Antibiotics Not Effective For Most Coughs
December 20, 2012

Experts Warn Against Using Antibiotics To Treat Coughs

redOrbit Staff & Wire Reports - Your Universe Online

Not only is the antibiotic amoxicillin ineffective in treating coughs not linked to pneumonia, but it could actually be harmful if taken in some instances, a team of European researchers warns in a new study.

"Using the antibiotic amoxicillin to treat respiratory infections in patients not suspected of having pneumonia is not likely to help and could be harmful," University of Southampton professor Paul Little told BBC News on Tuesday.

"Overuse of antibiotics, dominated by primary care prescribing, particularly when they are ineffective, can lead to the development of resistance and have side effects like diarrhea, rash and vomiting," he added. "Our results show that people get better on their own. But given that a small number of patients will benefit from antibiotics the challenge remains to identify these individuals."

Little was the leader of a study, published Wednesday in the journal The Lancet, during which more than 2,000 patients who had been diagnosed with bronchitis were randomly given either amoxicillin or placebos for treatment, Deborah Kotz of the Boston Globe explained on Wednesday.

Each study participant had been diagnosed with bronchitis after reporting symptoms of severe coughing, chest congestion, or other cold-related symptoms lasting more than a week, Kotz said. Following the study, Little and his colleagues discovered that not only did the antibiotics prove no better than placebos at relieving or eliminating those symptoms, but those who took amoxicillin were also more likely to develop the aforementioned side effects (29-percent versus just 24-percent for the placebo group).

"This is convincing data that should encourage physicians in primary care to refrain from antibiotic treatment in low-risk patients in whom pneumonia is not suspected," Dr Philipp Schuetz of the Kantonsspital Aarau (KSA) in Switzerland told the Daily Mail.

"Whether this one size- fits-all approach can be further improved remains to be seen," he added. "Guidance from measurements of specific blood biomarkers of bacterial infection might help to identify the few individuals who will benefit from antibiotics despite the apparent absence of pneumonia and avoid the toxic effects and costs of those drugs and the development of resistance in other patients."

According to the BBC, experts advise that despite the study's findings, that antibiotics should be used if pneumonia is suspected, because of the potential severity of the condition. On the other hand, British Lung Foundation member Dr. Nick Hopkinson noted that the study gives doctors more evidence when dealing with persistent patients who insist that they be prescribed antibiotics when they are not needed.

"Some patients with mild chest infections will ask for a prescription -- this study can help GPs [general practitioners] suggest it may not be the best thing for them," Hopkinson told the British news agency. "Most mild chest infections will settle by themselves with no need for antibiotics -- as they are mainly caused by viruses. Those with mild infections are told to come back if symptoms don't get better."

····················

Required tasks
1. In the article on antibiotics for coughs, what share of patients who took amoxicillin developed side effects, compared with the placebo group?
2. List every person named in the article on antibiotics for coughs.

····················

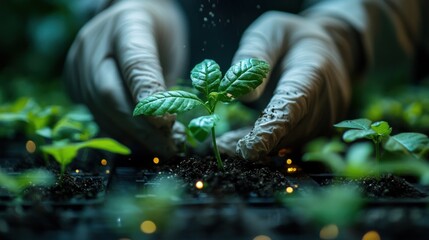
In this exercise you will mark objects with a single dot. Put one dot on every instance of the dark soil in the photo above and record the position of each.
(240, 177)
(68, 188)
(385, 186)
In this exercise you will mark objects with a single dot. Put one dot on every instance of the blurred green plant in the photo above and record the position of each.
(25, 116)
(65, 151)
(404, 152)
(379, 133)
(339, 205)
(406, 109)
(16, 184)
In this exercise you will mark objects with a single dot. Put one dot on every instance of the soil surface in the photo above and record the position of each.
(240, 177)
(68, 188)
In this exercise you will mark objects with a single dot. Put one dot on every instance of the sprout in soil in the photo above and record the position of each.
(240, 79)
(379, 133)
(16, 184)
(64, 151)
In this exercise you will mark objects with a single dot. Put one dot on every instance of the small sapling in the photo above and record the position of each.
(240, 79)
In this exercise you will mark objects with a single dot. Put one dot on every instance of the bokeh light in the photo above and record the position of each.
(148, 227)
(330, 231)
(199, 185)
(262, 237)
(30, 146)
(371, 235)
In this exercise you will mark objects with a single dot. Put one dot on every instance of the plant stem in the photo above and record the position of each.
(216, 151)
(377, 150)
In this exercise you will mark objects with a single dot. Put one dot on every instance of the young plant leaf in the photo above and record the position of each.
(107, 144)
(362, 124)
(34, 177)
(167, 102)
(243, 77)
(201, 127)
(64, 152)
(406, 141)
(382, 128)
(354, 134)
(206, 77)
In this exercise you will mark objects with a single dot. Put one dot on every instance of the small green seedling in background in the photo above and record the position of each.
(26, 116)
(240, 79)
(64, 151)
(76, 125)
(339, 205)
(16, 184)
(379, 133)
(356, 161)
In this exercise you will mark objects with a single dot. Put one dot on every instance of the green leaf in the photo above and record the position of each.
(243, 77)
(64, 152)
(206, 76)
(34, 177)
(382, 128)
(362, 124)
(406, 141)
(359, 153)
(167, 102)
(201, 127)
(354, 134)
(107, 144)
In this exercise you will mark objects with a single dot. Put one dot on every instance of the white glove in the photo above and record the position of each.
(312, 70)
(127, 52)
(316, 55)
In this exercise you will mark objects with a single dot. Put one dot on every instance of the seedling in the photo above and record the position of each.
(16, 184)
(240, 79)
(356, 161)
(26, 116)
(64, 151)
(379, 133)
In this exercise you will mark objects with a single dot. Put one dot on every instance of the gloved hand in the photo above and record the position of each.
(129, 51)
(312, 60)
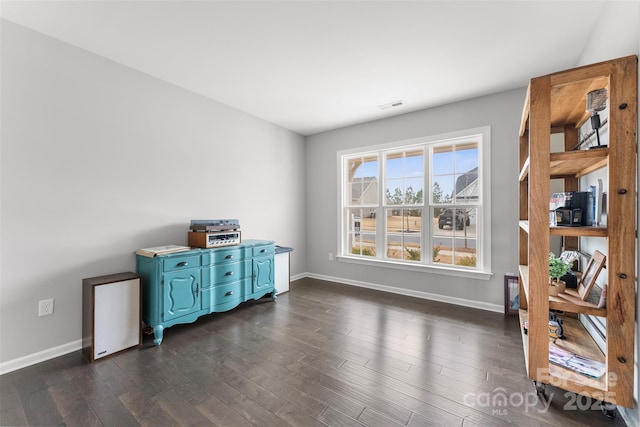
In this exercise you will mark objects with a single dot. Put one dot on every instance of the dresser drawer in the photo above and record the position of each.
(264, 250)
(181, 262)
(225, 255)
(223, 273)
(229, 292)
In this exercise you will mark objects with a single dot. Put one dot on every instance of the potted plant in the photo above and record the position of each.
(557, 269)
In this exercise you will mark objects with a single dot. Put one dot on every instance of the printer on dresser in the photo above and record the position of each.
(182, 286)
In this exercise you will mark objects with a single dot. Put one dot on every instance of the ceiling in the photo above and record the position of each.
(312, 66)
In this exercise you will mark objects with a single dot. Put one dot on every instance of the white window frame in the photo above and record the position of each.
(482, 270)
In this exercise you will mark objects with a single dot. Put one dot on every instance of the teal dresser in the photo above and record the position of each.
(180, 287)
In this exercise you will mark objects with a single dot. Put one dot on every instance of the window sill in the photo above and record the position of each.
(448, 271)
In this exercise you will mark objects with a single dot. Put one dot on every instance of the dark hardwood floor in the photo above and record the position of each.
(323, 354)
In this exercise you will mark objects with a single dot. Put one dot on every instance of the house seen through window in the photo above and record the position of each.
(416, 204)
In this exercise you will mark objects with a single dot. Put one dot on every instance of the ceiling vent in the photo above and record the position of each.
(391, 105)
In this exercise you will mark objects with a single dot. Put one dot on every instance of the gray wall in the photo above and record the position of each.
(99, 160)
(500, 111)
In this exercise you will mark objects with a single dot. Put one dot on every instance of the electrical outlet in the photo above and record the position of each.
(45, 307)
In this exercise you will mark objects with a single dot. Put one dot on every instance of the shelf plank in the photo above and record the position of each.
(569, 301)
(578, 163)
(578, 341)
(586, 231)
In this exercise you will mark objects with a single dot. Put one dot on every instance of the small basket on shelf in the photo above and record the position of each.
(557, 268)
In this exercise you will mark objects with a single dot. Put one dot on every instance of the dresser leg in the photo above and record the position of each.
(157, 334)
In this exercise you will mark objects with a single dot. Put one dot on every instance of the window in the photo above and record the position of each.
(418, 204)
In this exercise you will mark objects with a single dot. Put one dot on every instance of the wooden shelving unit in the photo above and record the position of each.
(556, 103)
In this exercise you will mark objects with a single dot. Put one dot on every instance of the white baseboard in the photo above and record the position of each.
(411, 293)
(41, 356)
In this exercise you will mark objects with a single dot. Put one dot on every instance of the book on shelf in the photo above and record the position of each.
(580, 364)
(162, 250)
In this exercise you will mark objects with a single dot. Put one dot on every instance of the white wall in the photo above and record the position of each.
(502, 112)
(99, 160)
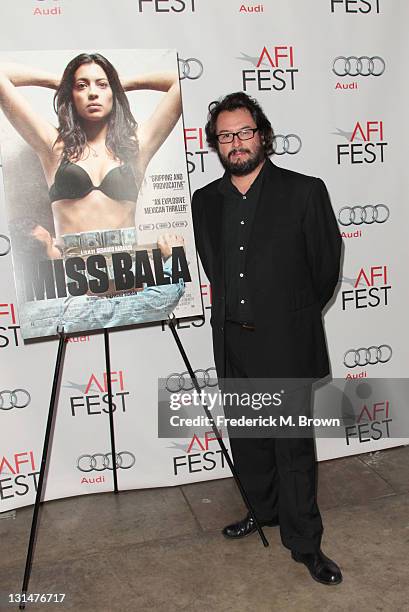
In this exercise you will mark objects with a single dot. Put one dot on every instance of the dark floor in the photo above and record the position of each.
(161, 549)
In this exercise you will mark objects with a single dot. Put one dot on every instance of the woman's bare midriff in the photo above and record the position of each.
(93, 212)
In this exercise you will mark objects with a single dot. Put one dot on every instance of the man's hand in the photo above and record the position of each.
(167, 241)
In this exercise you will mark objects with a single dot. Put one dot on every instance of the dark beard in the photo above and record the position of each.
(241, 168)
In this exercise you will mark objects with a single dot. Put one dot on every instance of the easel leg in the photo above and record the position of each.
(217, 433)
(53, 400)
(111, 409)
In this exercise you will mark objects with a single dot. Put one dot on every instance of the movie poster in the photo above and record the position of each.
(96, 188)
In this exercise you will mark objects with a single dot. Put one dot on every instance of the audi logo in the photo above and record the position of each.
(191, 68)
(367, 356)
(358, 66)
(5, 245)
(357, 215)
(183, 382)
(19, 398)
(291, 144)
(100, 462)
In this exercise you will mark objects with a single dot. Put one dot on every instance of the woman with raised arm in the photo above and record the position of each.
(95, 160)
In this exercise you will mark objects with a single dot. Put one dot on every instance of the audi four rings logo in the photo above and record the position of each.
(358, 66)
(192, 68)
(5, 245)
(357, 215)
(367, 356)
(19, 398)
(100, 462)
(291, 144)
(183, 382)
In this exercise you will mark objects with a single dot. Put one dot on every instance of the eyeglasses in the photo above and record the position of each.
(246, 134)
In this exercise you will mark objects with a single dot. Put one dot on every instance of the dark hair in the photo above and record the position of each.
(232, 102)
(121, 140)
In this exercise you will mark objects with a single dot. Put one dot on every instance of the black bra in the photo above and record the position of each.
(72, 182)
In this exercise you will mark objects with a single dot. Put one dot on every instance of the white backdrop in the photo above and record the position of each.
(285, 52)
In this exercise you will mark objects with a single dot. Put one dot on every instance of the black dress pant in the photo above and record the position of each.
(279, 474)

····················

Answers for the tasks
1. 29 percent of amoxicillin takers developed side effects, compared with 24 percent of the placebo group.

2.
Paul Little
Deborah Kotz
Philipp Schuetz
Nick Hopkinson